Picture annotation records:
[start]
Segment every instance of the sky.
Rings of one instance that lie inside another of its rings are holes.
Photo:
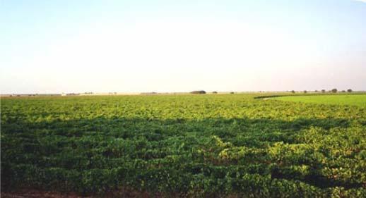
[[[1,94],[366,90],[366,1],[0,0]]]

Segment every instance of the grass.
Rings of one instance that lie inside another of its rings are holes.
[[[273,98],[276,100],[366,107],[366,94],[291,96]]]
[[[1,195],[366,197],[366,109],[270,94],[1,98]]]

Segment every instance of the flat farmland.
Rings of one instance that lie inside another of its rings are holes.
[[[322,104],[350,105],[366,107],[366,94],[333,94],[310,96],[285,96],[276,100]]]
[[[258,96],[1,98],[1,191],[366,197],[365,106]]]

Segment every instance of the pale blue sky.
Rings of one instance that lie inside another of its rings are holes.
[[[5,93],[366,90],[366,3],[0,1]]]

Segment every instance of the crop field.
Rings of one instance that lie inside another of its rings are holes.
[[[317,96],[291,96],[273,98],[276,100],[335,105],[355,105],[366,107],[366,94],[336,94]]]
[[[1,98],[1,191],[366,197],[365,95],[257,96]]]

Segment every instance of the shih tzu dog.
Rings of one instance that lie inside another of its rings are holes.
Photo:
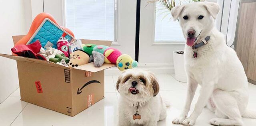
[[[126,70],[118,77],[116,87],[120,94],[118,126],[156,126],[166,118],[168,105],[158,94],[159,86],[152,73]]]

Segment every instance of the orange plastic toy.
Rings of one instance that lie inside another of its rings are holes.
[[[28,34],[15,45],[28,45],[39,40],[42,47],[50,46],[57,48],[57,42],[62,36],[65,37],[69,42],[74,38],[74,33],[69,29],[60,26],[50,14],[42,13],[33,21]]]

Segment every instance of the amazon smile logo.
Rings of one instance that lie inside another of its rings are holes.
[[[81,88],[81,89],[79,89],[80,88],[78,87],[78,89],[77,89],[77,94],[81,94],[81,93],[82,93],[82,90],[86,86],[93,83],[98,83],[100,84],[101,83],[100,82],[100,81],[96,81],[96,80],[92,80],[92,81],[90,81],[86,83],[85,83],[85,84],[84,84],[84,85]]]

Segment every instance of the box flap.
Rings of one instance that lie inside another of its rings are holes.
[[[56,67],[63,68],[68,68],[68,67],[65,67],[60,65],[54,63],[50,62],[49,61],[47,61],[45,60],[42,60],[38,59],[36,59],[33,58],[30,58],[25,57],[20,57],[18,56],[15,56],[10,55],[7,55],[4,54],[0,53],[0,56],[8,58],[10,59],[14,59],[17,61],[23,61],[30,62],[34,63],[39,63],[44,65],[46,65],[52,67]]]
[[[105,45],[108,46],[110,46],[112,41],[102,41],[97,40],[89,40],[85,39],[80,39],[81,41],[84,44],[93,44],[97,45]]]
[[[74,67],[74,69],[80,69],[86,71],[88,71],[93,73],[97,72],[108,68],[110,68],[116,65],[115,64],[112,63],[104,63],[102,66],[100,67],[94,67],[93,63],[90,63],[86,64],[77,67]]]

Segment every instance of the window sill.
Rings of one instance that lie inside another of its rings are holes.
[[[111,45],[113,46],[120,46],[120,43],[119,43],[118,42],[116,41],[113,41],[112,42],[112,43],[111,43]]]
[[[184,45],[184,41],[156,41],[152,45]]]

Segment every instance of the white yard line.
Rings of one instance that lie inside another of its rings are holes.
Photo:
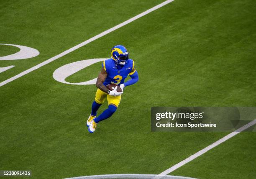
[[[255,124],[256,124],[256,119],[255,119],[254,120],[253,120],[251,122],[250,122],[250,123],[248,123],[247,124],[246,124],[246,125],[244,125],[241,128],[239,128],[239,129],[235,130],[235,131],[225,136],[223,138],[221,138],[218,141],[216,141],[216,142],[211,144],[210,146],[205,147],[205,148],[202,149],[201,151],[192,155],[192,156],[189,156],[189,157],[185,159],[182,161],[178,163],[176,165],[174,165],[172,167],[163,171],[162,173],[159,174],[159,175],[156,176],[156,177],[154,177],[154,179],[160,179],[162,177],[174,171],[176,169],[179,168],[181,166],[183,166],[183,165],[185,165],[186,164],[188,163],[189,161],[194,160],[194,159],[199,157],[199,156],[203,154],[204,153],[207,152],[208,151],[220,145],[220,144],[225,142],[227,140],[229,139],[231,137],[234,136],[236,135],[245,130],[248,128],[249,128],[250,127],[253,126]]]
[[[173,1],[174,1],[174,0],[166,0],[163,3],[162,3],[161,4],[159,4],[158,5],[157,5],[146,10],[146,11],[143,12],[143,13],[140,13],[140,14],[137,15],[136,16],[134,16],[133,18],[131,18],[131,19],[128,19],[127,20],[123,22],[123,23],[118,25],[117,26],[115,26],[115,27],[110,28],[109,29],[107,30],[107,31],[104,31],[104,32],[100,33],[100,34],[98,34],[97,36],[95,36],[94,37],[92,37],[91,38],[90,38],[87,40],[87,41],[85,41],[84,42],[82,42],[82,43],[79,44],[78,45],[77,45],[76,46],[74,46],[69,49],[68,50],[67,50],[66,51],[63,52],[62,53],[59,54],[59,55],[56,55],[56,56],[54,56],[53,57],[52,57],[45,61],[44,61],[42,62],[42,63],[39,64],[38,65],[36,65],[35,66],[32,67],[32,68],[30,68],[29,69],[25,70],[24,72],[23,72],[21,73],[16,75],[14,76],[14,77],[13,77],[8,79],[6,79],[5,81],[4,81],[3,82],[0,82],[0,87],[3,86],[5,84],[6,84],[8,83],[12,82],[13,81],[16,79],[17,79],[20,78],[20,77],[21,77],[25,75],[26,74],[28,74],[28,73],[33,72],[33,71],[35,70],[36,69],[38,69],[41,67],[42,67],[47,64],[48,64],[49,63],[50,63],[51,62],[53,61],[54,60],[56,60],[57,59],[59,59],[59,58],[62,56],[64,56],[67,55],[68,54],[69,54],[69,53],[72,52],[77,50],[77,49],[79,48],[80,47],[84,46],[85,45],[90,43],[90,42],[91,42],[96,39],[97,39],[98,38],[103,36],[104,36],[105,35],[108,34],[108,33],[110,33],[110,32],[113,32],[113,31],[118,28],[119,28],[120,27],[122,27],[123,26],[124,26],[126,25],[126,24],[128,24],[129,23],[130,23],[133,22],[133,21],[134,21],[138,19],[139,18],[141,18],[141,17],[143,17],[148,14],[148,13],[150,13],[151,12],[154,11],[155,10],[156,10],[157,9],[159,9],[164,6],[164,5],[166,5],[166,4],[169,4],[170,3],[172,2]]]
[end]
Multiply every polygon coordinate by 0.6, rounding to whole numbers with halves going up, and write out the material from its start up to and including the line with "[[[5,93],[366,90],[366,3],[0,1]]]". Keep all other text as it is, and leave the picture out.

- Correct response
Segment every instance of the sky.
Rings of one instance that lie inside another of its rings are holes.
Photo:
[[[1,56],[220,54],[220,1],[0,0]]]

Segment every instance of the grass.
Rings of one instance that lie inside another of its rings are holes.
[[[164,59],[166,60],[220,64],[220,56],[175,58]]]
[[[1,117],[220,118],[220,65],[162,56],[1,59]]]

Segment every instance of the flat farmland.
Rings of one instance that lie inside another of its rings are holes.
[[[193,62],[210,63],[220,64],[220,56],[200,56],[186,58],[171,58],[166,60]]]
[[[155,58],[1,59],[1,115],[220,118],[219,64]]]

Segment every instance of the pale blue sky.
Rings of one instance that lie inside another of its rings are holes.
[[[3,56],[220,54],[220,2],[0,1]]]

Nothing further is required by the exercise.